=== Extract ===

I’ve been working on Hybrid Search using Weaviate. I use OpenAI’s latest embeddings model, and then some other stuff. So, the problem is, for some queries, I would like to focus on specific properties while for others, I would like to focus on other properties more. I also have 2 axes on which I want to rank the recommendations - relevance and excellence.
Relevance would be how relevant they are to my search, and excellence would be how excellent the “document” is based on some score that I give it.
So far, the things I’ve tried are:
- Cohere reranking. I saw that v3 reranking gave marginally better results for short queries than the “Hybrid Score” for Weaviate
- For shorter queries, I do more of a keyword search and for longer queries, more of a semantic search (shifting the alpha value based on word count)
- Assigning weights for keyword search in Weaviate
- Tried using a linear combination of my in house eval and relevancy (reranked score/hybrid score) and sorted based on that. This didnt really provide satisfactory results at all.
Are there any suggestions based on which I could try improving the Search results? I want:
- To be able to “understand” what the query is for, and focus on that property more in my vector DB schema for the search
- For common queries, I want to be able to surface more “excellent” recommendations, as if its common, rather than focusing on very very relevant stuff, if it meets a certain level of relevancy and then is really excellent, that is the best way to go and looks really good in search results
- For larger/more niche queries, focus on the relevancy a lot more
- I think fine tuning Cohere’s reranking model might be an option here?

===

Reproduce the passage of the hybrid search post that starts at the words "Relevance would be" and stops after "on word count)".

=== Data ===

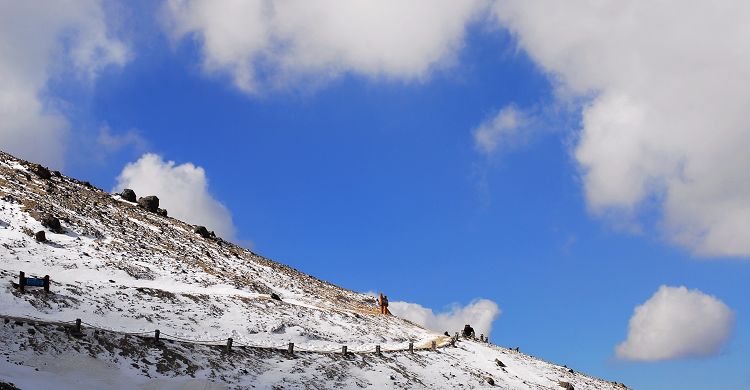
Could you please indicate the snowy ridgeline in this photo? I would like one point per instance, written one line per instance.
(119, 267)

===

Solved problem
Relevance would be how relevant they are to my search, and excellence would be how excellent the “document” is based on some score that I give it.
So far, the things I’ve tried are:
- Cohere reranking. I saw that v3 reranking gave marginally better results for short queries than the “Hybrid Score” for Weaviate
- For shorter queries, I do more of a keyword search and for longer queries, more of a semantic search (shifting the alpha value based on word count)